** Texte du document **
Pourquoi la question de l’enseignement de la laïcité à l’école a-t-elle 
ressurgi cette année ?

Après les attentats de janvier, les enseignants se sont retrouvés en 
difficulté face à des élèves qui s’étaient construit une mauvaise image 
de la laïcité, qu’ils voyaient comme un concept s’opposant à la 
religion. Dans les débats politico-médiatiques, on en a parlé comme d’un 
catalogue d’interdits, on en a fait le synonyme de la neutralité 
religieuse, ce qui n’est pas le cas. C’est pour cela qu’il faut 
renforcer la formation permanente des professeurs sur cette question. 
Des formations accélérées (de 1 000 enseignants avant juillet) ont eu 
lieu, mais il faut aller plus loin.

En quoi consiste ce nouvel enseignement ?

** Consigne écrite a **
Reprenez sous forme de liste numérotée les lignes du listing, de la ligne contenant « the cap brim » jusqu'à celle contenant « <point>477,500</point> » incluse, en omettant les lignes vides.

** Enregistrements tirés d'une collection **
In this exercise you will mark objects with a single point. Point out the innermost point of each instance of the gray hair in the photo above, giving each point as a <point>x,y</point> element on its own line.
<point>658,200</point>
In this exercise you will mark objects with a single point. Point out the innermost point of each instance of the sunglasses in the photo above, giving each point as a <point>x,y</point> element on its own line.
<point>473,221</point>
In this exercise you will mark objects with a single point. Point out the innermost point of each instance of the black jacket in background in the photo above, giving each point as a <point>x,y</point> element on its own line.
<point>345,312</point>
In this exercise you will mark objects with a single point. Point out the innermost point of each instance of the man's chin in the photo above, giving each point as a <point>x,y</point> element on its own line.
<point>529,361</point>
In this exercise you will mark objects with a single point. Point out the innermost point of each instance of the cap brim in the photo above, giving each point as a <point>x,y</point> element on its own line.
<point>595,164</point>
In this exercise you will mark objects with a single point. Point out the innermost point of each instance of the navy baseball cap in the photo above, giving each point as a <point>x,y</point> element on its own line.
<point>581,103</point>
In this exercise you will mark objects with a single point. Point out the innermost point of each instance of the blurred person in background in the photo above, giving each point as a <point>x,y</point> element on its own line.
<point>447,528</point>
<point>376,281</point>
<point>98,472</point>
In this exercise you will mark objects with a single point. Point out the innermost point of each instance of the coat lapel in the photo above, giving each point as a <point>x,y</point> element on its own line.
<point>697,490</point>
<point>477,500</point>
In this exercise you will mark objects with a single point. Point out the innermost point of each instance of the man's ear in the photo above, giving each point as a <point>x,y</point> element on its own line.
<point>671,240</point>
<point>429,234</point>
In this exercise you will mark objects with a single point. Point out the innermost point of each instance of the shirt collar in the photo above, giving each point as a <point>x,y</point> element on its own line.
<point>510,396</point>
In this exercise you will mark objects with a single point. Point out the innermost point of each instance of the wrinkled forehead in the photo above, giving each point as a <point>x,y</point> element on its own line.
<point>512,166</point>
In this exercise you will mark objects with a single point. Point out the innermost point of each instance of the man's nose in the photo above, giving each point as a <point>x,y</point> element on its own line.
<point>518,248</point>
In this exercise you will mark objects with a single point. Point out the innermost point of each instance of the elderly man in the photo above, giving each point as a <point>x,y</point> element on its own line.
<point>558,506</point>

** Consigne écrite b **
D'après l'extrait sur l'enseignement de la laïcité à l'école, pourquoi faut-il renforcer la formation permanente des professeurs ? Répondez en une à trois phrases.

** Solution du problème a **
1. In this exercise you will mark objects with a single point. Point out the innermost point of each instance of the cap brim in the photo above, giving each point as a <point>x,y</point> element on its own line.
2. <point>595,164</point>
3. In this exercise you will mark objects with a single point. Point out the innermost point of each instance of the navy baseball cap in the photo above, giving each point as a <point>x,y</point> element on its own line.
4. <point>581,103</point>
5. In this exercise you will mark objects with a single point. Point out the innermost point of each instance of the blurred person in background in the photo above, giving each point as a <point>x,y</point> element on its own line.
6. <point>447,528</point>
7. <point>376,281</point>
8. <point>98,472</point>
9. In this exercise you will mark objects with a single point. Point out the innermost point of each instance of the coat lapel in the photo above, giving each point as a <point>x,y</point> element on its own line.
10. <point>697,490</point>
11. <point>477,500</point>

** Solution du problème b **
Après les attentats de janvier, les enseignants se sont retrouvés en difficulté face à des élèves qui voyaient la laïcité comme un concept s'opposant à la religion. Dans les débats politico-médiatiques, on l'a en outre présentée comme un catalogue d'interdits et comme un synonyme de la neutralité religieuse, ce qu'elle n'est pas.